» **What is needed**: Format the data from its first line through the line containing "241 103 L 198" as a JSON list of strings, with one string per line and blank lines omitted.

» **Material shown**:
......
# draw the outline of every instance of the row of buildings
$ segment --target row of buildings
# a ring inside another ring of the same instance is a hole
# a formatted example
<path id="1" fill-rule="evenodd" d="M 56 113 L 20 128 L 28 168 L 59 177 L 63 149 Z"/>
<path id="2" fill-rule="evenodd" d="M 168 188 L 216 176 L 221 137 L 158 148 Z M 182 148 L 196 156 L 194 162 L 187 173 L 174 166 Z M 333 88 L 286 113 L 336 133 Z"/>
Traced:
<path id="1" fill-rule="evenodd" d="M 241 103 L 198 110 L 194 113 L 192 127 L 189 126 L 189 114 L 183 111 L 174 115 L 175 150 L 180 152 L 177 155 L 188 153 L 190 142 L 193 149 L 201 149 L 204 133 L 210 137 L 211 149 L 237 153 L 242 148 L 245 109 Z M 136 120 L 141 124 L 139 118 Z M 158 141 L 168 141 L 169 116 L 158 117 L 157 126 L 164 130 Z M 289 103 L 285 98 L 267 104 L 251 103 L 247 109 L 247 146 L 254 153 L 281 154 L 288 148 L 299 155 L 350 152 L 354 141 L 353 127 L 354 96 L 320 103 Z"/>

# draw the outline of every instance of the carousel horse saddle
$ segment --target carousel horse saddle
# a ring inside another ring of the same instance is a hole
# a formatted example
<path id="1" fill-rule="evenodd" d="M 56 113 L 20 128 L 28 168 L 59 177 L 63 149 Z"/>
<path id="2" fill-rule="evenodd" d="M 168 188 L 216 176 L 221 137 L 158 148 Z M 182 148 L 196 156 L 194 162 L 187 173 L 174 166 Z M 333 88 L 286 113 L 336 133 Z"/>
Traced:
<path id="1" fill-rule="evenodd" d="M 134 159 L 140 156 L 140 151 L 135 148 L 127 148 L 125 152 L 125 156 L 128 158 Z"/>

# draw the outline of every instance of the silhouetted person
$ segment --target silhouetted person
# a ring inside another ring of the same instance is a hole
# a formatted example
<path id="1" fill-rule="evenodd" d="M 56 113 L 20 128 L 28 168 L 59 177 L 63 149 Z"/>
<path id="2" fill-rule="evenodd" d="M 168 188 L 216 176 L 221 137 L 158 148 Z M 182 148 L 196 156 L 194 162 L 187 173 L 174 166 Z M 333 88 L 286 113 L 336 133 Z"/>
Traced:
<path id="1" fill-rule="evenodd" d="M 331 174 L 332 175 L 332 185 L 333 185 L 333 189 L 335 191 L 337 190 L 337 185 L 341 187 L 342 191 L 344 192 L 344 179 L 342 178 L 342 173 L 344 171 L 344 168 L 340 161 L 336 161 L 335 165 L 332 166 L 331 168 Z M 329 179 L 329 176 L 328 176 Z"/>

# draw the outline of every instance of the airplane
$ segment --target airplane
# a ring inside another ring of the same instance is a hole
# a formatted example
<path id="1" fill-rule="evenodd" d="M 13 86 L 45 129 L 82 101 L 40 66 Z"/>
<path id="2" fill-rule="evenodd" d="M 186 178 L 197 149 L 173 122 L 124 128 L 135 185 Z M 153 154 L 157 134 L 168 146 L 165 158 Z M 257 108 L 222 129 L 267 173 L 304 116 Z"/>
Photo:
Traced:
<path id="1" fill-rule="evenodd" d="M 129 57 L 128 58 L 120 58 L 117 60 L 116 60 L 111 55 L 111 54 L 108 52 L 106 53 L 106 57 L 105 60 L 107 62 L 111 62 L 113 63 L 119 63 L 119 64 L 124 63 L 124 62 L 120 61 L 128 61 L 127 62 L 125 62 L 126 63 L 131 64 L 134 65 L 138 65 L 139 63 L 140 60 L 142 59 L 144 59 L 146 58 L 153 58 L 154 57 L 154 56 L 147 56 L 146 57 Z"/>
......
» **Result**:
[
  "# draw the outline of every instance of the row of buildings",
  "$ segment --target row of buildings",
  "# a ring inside another ring of the same instance is a hole",
  "# a formatted example",
  "<path id=\"1\" fill-rule=\"evenodd\" d=\"M 56 113 L 20 128 L 28 168 L 59 177 L 63 149 Z\"/>",
  "<path id=\"2\" fill-rule=\"evenodd\" d=\"M 168 188 L 216 176 L 221 137 L 158 148 Z M 182 148 L 196 156 L 194 162 L 187 173 L 174 166 Z M 333 88 L 286 113 L 336 133 Z\"/>",
  "Traced:",
  "<path id=\"1\" fill-rule=\"evenodd\" d=\"M 241 103 L 198 110 L 194 113 L 192 127 L 189 126 L 189 114 L 183 111 L 174 115 L 175 150 L 180 152 L 177 155 L 188 153 L 190 142 L 193 149 L 201 149 L 204 133 L 210 137 L 211 149 L 237 153 L 242 148 L 245 109 Z M 136 120 L 141 124 L 139 118 Z M 158 141 L 168 141 L 169 116 L 158 117 L 157 126 L 164 130 Z M 289 103 L 285 98 L 267 104 L 251 103 L 247 109 L 247 146 L 254 153 L 281 154 L 288 148 L 299 155 L 350 152 L 354 141 L 353 127 L 354 96 L 320 103 Z\"/>"
]